STATED EXERCISE 1: Find each line in the rows below that contains the word "track" and copy those lines.

SUPPLIED TEXT:
-------

But the majority of protestors fought for equality and an extension of freedoms. “Pillars of the new liberal establishment- from presidents of the nation to presidents of leading universities- also raised hopes for social equality, world harmony, and shared prosperity that they could never fulfill.”[11] On the other side, and this may be too simplistic, with the loss of segregation (Brown, etc), the right turned to the control of women, diminishing of women’s rights, and abortion.

“It’s generally accepted that the heyday of student activism was in the 1960s, centered around the anti-Vietnam War movement, first-wave feminism, and Berkeley’s free-speech movement . . . The activism of the 60s declined for a few reasons. Firstly, the central point of the demonstrations—the Vietnam War—wound down. The economic insecurity of the 70s onward led students to feel more worried about their personal futures than societal concerns and so the “cost” of demonstrating seemed to go up. More students, perhaps worried about their job prospects during this time, started to prefer majoring in science than the activism-heavy social sciences. The more militant tactics of 60s activism had not necessarily led to success, alienating future generations. Finally, media attention turned away from the protests, and general American politics moved to the right.”[12]

Protesters carry signs and act out “Saigon Puppet” demonstration in front of the Wichita City Building. via Wikimedia Commons

The “civil rights movement,” known by some as the “Black freedom movement,” is typically viewed through the lens of domestic players such as Malcolm X, Medgar Evers, and Barbra Jordan and events such as the integration of major league sports, March on Washington, and the Albany Movement, but the historian Kevin Gaines looks at the 20th-century civil rights movement for racial equality through the lens of internationalism.[13] First, Gaines notes that Martin Luther King, Jr., just happened to have met Vice President Richard Nixon in Ghana (which was celebrating its independence from England) and invited the Vice President to come to Alabama. “Upon his return, King regaled his congregation . . . with a euphoric account of the moment at which the Union Jack was replaced with the flag of the new nation of Ghana.” The people of Ghana began shouting “Freedom!” nd King retorted to his flock, “And I could hear that old Negro spiritual once more crying out: Free at last, free at last, Great God almighty, I’m free at last.”[14] There are other examples, such as due to the Brown decision (which noted international criticism of American civil rights record) President Eisenhower wanted to show the world that race was not America’s “Achilles Heel” so he sent abroad, as culture ambassadors Dizzy Gillespie, Louis Armstrong and Duke Ellington. The State Department also sent white jazz musicians such as Dave Brubeck and Gerry Mulligan. The original US Department of State’s jazz cultural ambassador program continued into the 1970s.

The Dave Brubeck Quartet on tour in 1958; right to left: Dave Brubeck, Eugene Wright, Joe Morello and his wife Jean, and Paul Desmond.

-------

STATED EXERCISE 2: According to the text, which white jazz musicians did the State Department also send abroad?

-------

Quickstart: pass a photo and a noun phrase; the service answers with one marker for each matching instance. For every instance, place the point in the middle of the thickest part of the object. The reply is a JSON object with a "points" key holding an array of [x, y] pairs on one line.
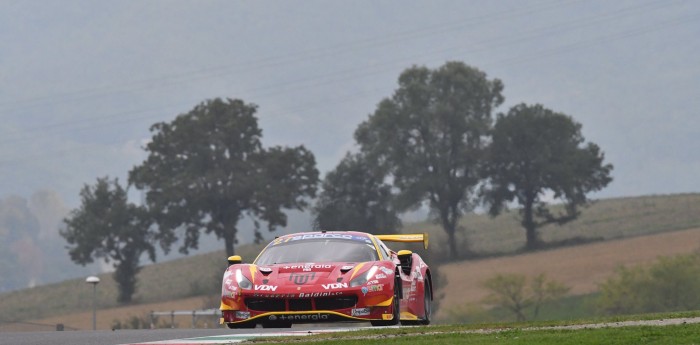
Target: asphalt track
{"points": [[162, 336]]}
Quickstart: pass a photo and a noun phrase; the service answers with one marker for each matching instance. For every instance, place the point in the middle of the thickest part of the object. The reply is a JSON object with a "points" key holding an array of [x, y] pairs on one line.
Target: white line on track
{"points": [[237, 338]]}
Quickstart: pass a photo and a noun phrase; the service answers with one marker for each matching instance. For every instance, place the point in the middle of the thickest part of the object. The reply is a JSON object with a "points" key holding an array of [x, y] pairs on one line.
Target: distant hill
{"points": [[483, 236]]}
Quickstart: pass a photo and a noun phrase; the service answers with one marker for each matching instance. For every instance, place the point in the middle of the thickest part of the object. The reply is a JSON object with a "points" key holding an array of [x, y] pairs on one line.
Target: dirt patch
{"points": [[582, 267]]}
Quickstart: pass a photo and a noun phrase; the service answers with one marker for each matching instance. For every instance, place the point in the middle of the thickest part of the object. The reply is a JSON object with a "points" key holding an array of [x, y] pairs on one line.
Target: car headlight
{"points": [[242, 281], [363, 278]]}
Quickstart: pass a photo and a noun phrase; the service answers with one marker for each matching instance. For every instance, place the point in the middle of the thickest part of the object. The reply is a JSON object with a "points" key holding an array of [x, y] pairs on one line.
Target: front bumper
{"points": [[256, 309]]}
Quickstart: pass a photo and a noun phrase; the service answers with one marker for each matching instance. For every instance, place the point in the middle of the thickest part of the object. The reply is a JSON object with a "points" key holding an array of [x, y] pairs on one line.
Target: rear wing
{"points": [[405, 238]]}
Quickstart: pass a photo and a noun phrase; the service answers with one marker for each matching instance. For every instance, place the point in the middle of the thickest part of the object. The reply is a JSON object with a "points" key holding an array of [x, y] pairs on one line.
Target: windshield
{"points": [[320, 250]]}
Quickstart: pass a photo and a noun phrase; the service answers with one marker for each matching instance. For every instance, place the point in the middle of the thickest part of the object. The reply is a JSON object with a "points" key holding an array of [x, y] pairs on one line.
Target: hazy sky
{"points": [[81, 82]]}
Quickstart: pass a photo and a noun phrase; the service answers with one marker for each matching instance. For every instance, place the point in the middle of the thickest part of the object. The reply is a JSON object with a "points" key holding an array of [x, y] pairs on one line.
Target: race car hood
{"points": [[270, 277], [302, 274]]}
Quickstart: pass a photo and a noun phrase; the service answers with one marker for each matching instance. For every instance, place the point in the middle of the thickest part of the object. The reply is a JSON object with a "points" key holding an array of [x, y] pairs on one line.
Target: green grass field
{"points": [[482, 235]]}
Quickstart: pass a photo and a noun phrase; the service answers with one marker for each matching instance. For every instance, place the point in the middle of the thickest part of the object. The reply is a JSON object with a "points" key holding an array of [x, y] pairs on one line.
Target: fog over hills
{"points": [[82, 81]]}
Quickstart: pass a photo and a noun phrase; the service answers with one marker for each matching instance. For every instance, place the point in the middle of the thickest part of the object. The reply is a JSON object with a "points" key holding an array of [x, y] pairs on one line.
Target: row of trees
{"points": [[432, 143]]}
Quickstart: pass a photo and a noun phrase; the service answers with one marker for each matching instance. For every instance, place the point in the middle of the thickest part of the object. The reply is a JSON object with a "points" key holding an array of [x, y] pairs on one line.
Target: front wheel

-------

WRITTEN REPLY 1:
Target: asphalt track
Target: white line on track

WRITTEN REPLY 2: Dave Brubeck and Gerry Mulligan.